Reproduce the records below in full and without edits, omitting images.

## [GIVEN DATA]
+++

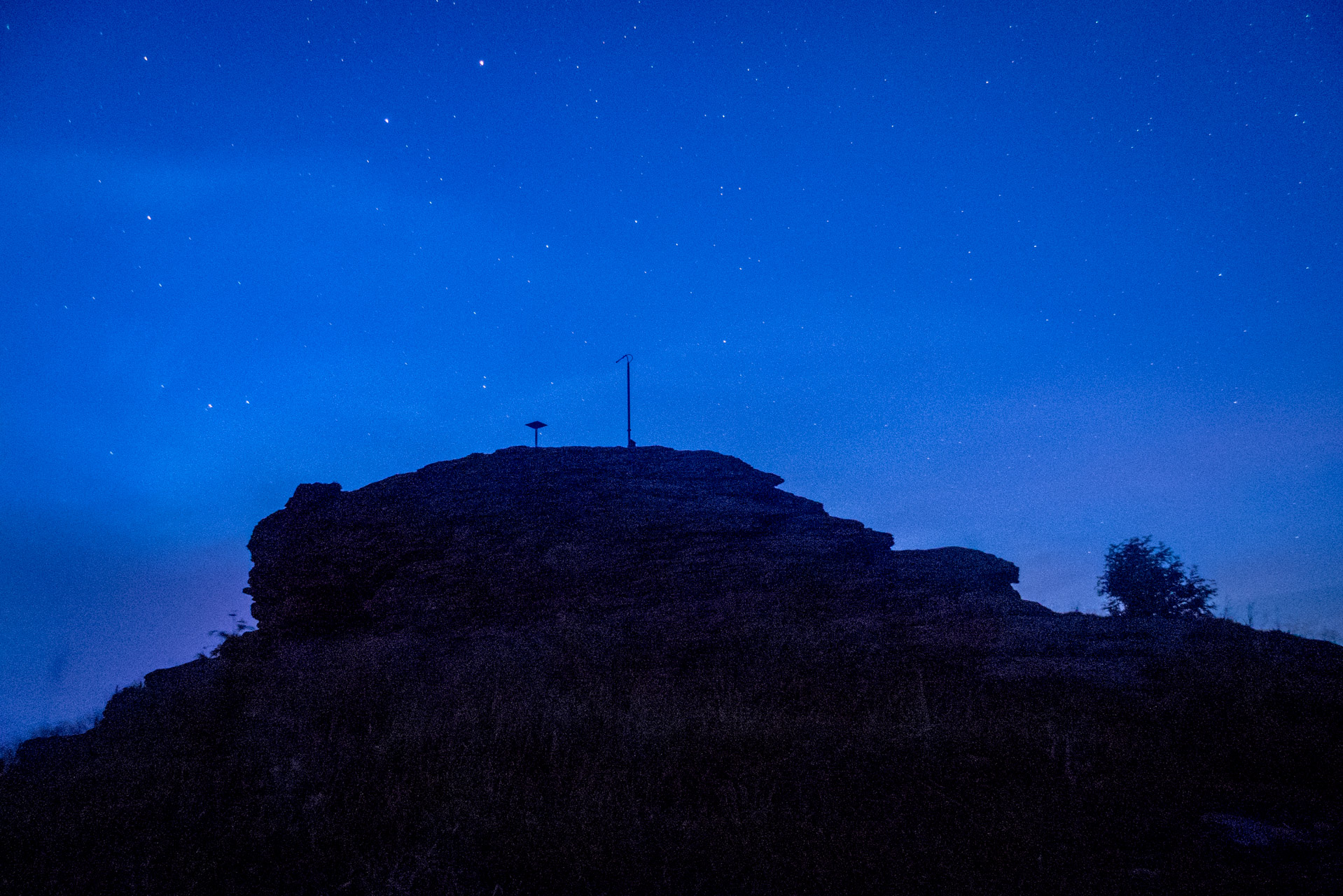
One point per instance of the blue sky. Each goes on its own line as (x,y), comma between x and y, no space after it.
(1031,279)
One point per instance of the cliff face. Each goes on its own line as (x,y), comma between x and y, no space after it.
(704,724)
(587,527)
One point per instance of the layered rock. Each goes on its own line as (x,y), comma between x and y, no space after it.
(587,527)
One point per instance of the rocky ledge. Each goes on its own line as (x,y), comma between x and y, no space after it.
(523,528)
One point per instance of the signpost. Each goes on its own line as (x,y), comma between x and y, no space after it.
(629,438)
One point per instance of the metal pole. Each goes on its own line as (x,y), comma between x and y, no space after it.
(629,433)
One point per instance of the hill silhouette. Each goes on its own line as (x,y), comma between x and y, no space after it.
(615,671)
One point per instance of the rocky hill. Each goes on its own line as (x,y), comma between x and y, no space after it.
(608,671)
(529,530)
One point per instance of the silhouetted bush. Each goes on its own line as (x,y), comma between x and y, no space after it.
(1145,580)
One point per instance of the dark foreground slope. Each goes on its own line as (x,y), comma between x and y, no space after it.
(695,684)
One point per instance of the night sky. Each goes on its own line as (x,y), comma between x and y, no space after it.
(1024,277)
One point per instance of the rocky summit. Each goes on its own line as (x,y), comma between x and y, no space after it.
(595,671)
(524,530)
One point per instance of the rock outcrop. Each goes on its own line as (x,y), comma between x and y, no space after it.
(587,527)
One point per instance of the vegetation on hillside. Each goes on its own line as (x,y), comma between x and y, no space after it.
(689,754)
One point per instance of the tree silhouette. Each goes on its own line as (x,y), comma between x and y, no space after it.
(1145,580)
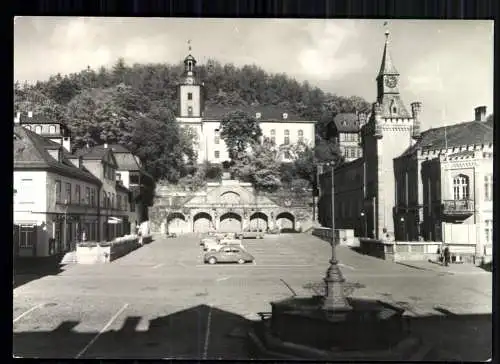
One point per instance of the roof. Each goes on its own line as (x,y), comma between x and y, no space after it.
(347,122)
(466,133)
(387,66)
(37,119)
(96,152)
(268,112)
(31,152)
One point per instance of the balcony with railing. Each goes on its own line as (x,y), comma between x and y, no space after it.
(458,208)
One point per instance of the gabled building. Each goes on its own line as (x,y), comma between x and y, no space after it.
(277,124)
(346,129)
(55,196)
(120,216)
(411,185)
(133,176)
(444,187)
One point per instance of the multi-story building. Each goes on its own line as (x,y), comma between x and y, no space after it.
(280,126)
(59,194)
(133,176)
(413,185)
(117,211)
(55,196)
(346,128)
(444,187)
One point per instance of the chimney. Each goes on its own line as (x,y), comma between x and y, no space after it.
(66,143)
(480,112)
(416,108)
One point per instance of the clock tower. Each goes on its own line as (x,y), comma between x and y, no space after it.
(190,90)
(388,86)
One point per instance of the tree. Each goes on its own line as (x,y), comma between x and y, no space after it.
(259,166)
(239,130)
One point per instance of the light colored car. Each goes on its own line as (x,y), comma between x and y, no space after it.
(229,254)
(251,235)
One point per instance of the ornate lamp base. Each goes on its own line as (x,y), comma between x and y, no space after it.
(335,299)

+++

## [RESULT OF THE TASK]
One point per instance of the blue sky. Each goes on its own line as (x,y), comma between x and y, no space after it.
(1031,279)
One point per instance of the cliff face. Each goes on its own line as (x,y), comma between x and y, no space after it.
(704,724)
(587,527)
One point per instance of the layered rock. Each goes on its own line as (x,y), comma between x and y, no space after it.
(587,527)
One point per instance of the rocky ledge. Each goes on its own line as (x,y), comma between x and y, no space after it.
(523,528)
One point per instance of the signpost. Each goes on its own line as (x,y), comma between x and y, no space after it.
(629,438)
One point per instance of the metal pole. Each goes on its own line as (x,y), comma between x and y, no space after it.
(629,433)
One point per instance of the hill silhouette. Each goes on its own line as (x,y), comma between x and y, no space after it.
(615,671)
One point per instance of the rocky hill. Each goes on its own line as (x,y), comma between x and y, no space after it.
(608,671)
(529,530)
One point per instance of the silhouetted bush. Each goes on its own line as (x,y), comma between x and y, no space after it.
(1145,580)
One point per instance of the dark foreground slope. Each goes on its own line as (x,y), comma between x and y, no space after it.
(695,684)
One point per instance of the night sky. Each goes on its own line as (x,y), comma between x and y, no space after it.
(1024,277)
One point per instance of the rocky summit. Each goes on its own line as (x,y), comma between x and y, no space after it.
(595,671)
(524,530)
One point per instance of the rock outcrop. Each goes on its own line as (x,y), comma between x and y, no space after it.
(587,527)
One point per instance of the vegetation on hillside. Each goes on its own line as (x,y), comma between x and y, no space after it.
(689,754)
One point per instance of the tree silhouette. Each goes on its own line as (x,y), comma between x and y, no space after it.
(1145,580)
One point per instance of the roof. Each goes on its own line as (x,y), comma between x and y, no space after it.
(347,122)
(466,133)
(387,66)
(37,119)
(96,152)
(268,112)
(31,152)
One point per instance of the balcony with railing. Each goes on its own line as (x,y), comma between x and y, no space after it.
(458,208)
One point per instance of the gabled building. Each goes on its own line as (x,y), comma between x and y, no space after it.
(277,124)
(346,129)
(55,196)
(120,216)
(411,185)
(133,176)
(444,187)
One point per instance of the multi-story building. Each goes on its own line as (x,y), comma between x and y, no space after it.
(280,126)
(59,194)
(133,176)
(413,185)
(117,211)
(55,196)
(346,128)
(444,187)
One point per instance of the chimney. Each goes on its own line as (x,y), comma between x and y, no space after it.
(66,143)
(480,112)
(416,108)
One point per instance of the clock tower. Each goes on its own line as (x,y), comma between x and y, no space after it.
(190,90)
(388,86)
One point per instance of the tree. Each goes on its own line as (x,y), comma between x and y, no space after it.
(259,166)
(239,130)
One point per instance of the light colored car. Each goes on its own line as (x,y), comma between x and y, no space after it.
(229,254)
(251,235)
One point per instance of the ornate lamp base. Each goes on its own line as (x,y), comma between x and y, no space after it.
(335,299)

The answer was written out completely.